EXERCISE PASSAGE:
WASHINGTON (AFP) - Inflation could rise higher and stay there longer than expected as the United States economy recovers from the downturn caused by the Covid-19 pandemic, Federal Reserve chairman Jerome Powell said on Wednesday (July 28).
Inflation has already risen well above the Fed's 2 per cent goal, mostly due to temporary factors including supply bottlenecks, Mr Powell noted.
"The process of reopening the economy is unprecedented, as was the shutdown at the onset of the pandemic," Mr Powell told reporters at the conclusion of the two-day meeting of the central bank's policy setting committee.
"As the reopening continues, other constraints could continue to limit how quickly supply can adjust, raising the possibility that inflation could turn out to be higher and more persistent than we expect."
The central bank chief's comments came after the Federal Open Market Committee (FOMC) acknowledged the US economy is showing signs of progress, but said it would keep its lending rate at zero and continue its bond-buying programme, measures first introduced during last year's sharp downturn.
Those easy money policies have been blamed by some analysts for fanning inflation, which has hit record levels in recent months.
The Fed has pledged to keep its interest rate lower for longer to help the economy achieve maximum employment, while aiming for inflation of 2 per cent over the longer term.
Mr Powell reiterated his confidence that although inflation will remain high for some months it eventually will slow, but the central bank will be ready to act if needed.
"If inflation expectations were to move up, we would use our tools to guide inflation back down to 2 per cent," Mr Powell said.
"We think that some of it will fall away naturally as the process of reopening the economy moves through. It could take some time."

INFORMATION:
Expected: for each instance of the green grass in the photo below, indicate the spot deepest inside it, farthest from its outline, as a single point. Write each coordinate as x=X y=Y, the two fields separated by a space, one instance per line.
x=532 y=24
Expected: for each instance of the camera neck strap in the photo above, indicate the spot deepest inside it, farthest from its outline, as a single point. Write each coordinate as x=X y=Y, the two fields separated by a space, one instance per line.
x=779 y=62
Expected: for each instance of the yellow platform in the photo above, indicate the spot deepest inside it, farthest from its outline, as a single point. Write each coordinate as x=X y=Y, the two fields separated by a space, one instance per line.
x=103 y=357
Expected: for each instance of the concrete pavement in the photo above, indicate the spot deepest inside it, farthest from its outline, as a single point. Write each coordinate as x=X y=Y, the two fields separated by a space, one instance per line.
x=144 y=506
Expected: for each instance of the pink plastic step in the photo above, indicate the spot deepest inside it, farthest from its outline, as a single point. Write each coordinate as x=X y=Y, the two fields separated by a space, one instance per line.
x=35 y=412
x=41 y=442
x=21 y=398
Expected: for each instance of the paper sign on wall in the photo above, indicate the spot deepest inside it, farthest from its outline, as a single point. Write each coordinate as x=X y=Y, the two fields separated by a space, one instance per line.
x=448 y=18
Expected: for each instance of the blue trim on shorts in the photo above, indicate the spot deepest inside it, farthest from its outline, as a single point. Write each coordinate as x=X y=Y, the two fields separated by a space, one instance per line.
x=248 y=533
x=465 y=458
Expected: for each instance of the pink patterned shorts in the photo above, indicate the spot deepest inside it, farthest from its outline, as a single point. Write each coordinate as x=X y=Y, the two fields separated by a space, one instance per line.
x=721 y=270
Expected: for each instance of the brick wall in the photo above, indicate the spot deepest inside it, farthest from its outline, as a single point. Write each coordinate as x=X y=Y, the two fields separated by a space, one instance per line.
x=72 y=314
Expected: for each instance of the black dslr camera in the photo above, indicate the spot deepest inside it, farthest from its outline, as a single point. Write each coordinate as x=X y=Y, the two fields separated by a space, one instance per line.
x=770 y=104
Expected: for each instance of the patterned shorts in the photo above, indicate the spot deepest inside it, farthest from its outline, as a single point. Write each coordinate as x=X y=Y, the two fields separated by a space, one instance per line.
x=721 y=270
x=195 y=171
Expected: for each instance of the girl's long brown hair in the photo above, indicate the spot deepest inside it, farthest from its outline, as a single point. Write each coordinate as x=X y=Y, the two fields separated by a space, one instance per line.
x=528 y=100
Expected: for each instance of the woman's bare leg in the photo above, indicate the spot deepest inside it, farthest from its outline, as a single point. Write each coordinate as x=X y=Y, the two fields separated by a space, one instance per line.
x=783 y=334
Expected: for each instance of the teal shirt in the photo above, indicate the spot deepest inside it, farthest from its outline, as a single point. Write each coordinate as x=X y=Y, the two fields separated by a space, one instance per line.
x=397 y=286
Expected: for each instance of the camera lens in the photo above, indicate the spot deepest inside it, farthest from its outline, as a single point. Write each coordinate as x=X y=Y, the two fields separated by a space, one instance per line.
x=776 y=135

REQUIRED WORK:
Copy the passage of the article on Jerome Powell's inflation remarks exactly, from "Mr Powell reiterated" to "act if needed.".

OUTPUT OF THE TASK:
Mr Powell reiterated his confidence that although inflation will remain high for some months it eventually will slow, but the central bank will be ready to act if needed.